*Reading text*:
┌──

There was a previous to the acquisition, a good, strong partnership, and I think that helps in terms of they knew us, we knew them, but the integration really started with a view into a shared vision. So after we closed last year, the joint teams across the Nuance Health and the broader, microsoft Health and Life Sciences came together to really talk about. You know, this is a large industry. It has very complex challenges. How are we going to use our assets to really solve the most important pain points? And so I think the good thing is is we have a very shared belief in, you know, really focusing on outcomes, and that has really driven a very strong integration. I think they're respectful of the fact that we have a at Nuance, a trusted brand in healthcare. You know we're deeply embedded into these clinical workflows, with hundreds of clinicians using it, but they also have just absolutely tremendous horizontal technology yeah, industry leading security compliance, so I think it's a really good horizontal breadth. We certainly have taken advantage of their capabilities as we've been building out, for example, dax copilot. 

0:13:10 - David Williams
Great, and how do you think about AI? Here Is AI is obviously totally essential to DAX, copilot and a lot of what you're doing. Is that a lot of the vision between Nuance and Microsoft to begin with? Is that a very central thing or is that just kind of the flavor of you know, 2023? 

0:13:26 - Diana Nole
I think that AI is apparent through all of it. I think sometimes people feel like AI is sort of at the very front and that's like what is it going to do? That actually interfaces directly with the end user. But if you look at the way we think about scalability of these solutions, it does include, like data and analytics, security and compliance, cloud infrastructure, and so you know, when we think about it, ai ripples through all of those. But it's not just at the forefront of okay, well, ai can give me data insights, it can give me content creation, it can give me user interactions, but it's building it in a stack such that you can scale it with the capabilities. That's also very responsible. Certainly, ai has evolved. I mean, it's much different, even in the last 12 months of the capabilities, than what we probably saw 10 years ago. Right, it was very simplistic in its sense 10 years ago. Now the things that we're starting to see is much more human-like, with very complex, you know, problems. 

0:14:33 - David Williams
I think Nuance is particularly. You know, there's a lot of companies that we work with that are saying, okay, AI is coming, Like what am I supposed to do about it? How does it affect what I'm doing? And I think about Nuance's business going from the traditional transcription and then kind of assisted transcription with some natural language processing, to really being much more you know, much more, taking the people out of it and bringing in the automation, probably ready for the next frontier as much as any company or maybe more than anybody else.

└──

*Extracted entries*:

┌──

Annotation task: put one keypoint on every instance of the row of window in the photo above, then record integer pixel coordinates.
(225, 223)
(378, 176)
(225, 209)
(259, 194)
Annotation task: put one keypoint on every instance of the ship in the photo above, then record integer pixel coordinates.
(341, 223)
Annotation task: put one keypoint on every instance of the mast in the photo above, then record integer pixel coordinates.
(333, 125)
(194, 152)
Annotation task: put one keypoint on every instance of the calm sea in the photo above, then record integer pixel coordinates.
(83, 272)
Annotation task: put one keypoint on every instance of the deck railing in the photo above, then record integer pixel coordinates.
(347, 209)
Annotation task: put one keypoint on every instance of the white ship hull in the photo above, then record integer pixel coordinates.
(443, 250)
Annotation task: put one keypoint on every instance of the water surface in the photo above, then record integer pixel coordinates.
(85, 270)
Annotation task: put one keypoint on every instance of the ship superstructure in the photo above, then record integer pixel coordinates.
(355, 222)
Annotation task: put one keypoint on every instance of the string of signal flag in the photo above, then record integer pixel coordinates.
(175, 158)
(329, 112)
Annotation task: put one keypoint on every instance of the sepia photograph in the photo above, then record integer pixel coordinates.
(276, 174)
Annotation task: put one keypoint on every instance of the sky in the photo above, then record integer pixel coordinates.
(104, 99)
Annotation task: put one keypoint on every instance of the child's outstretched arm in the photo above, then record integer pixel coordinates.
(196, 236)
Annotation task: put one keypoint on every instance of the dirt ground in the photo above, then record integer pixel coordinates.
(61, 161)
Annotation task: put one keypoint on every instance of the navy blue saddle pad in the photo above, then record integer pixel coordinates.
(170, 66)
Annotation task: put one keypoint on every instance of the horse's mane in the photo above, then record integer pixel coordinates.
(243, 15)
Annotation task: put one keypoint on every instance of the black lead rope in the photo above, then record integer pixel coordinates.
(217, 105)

└──

In the interview transcript, which areas does Diana Nole say AI ripples through?

Data and analytics, security and compliance, and cloud infrastructure.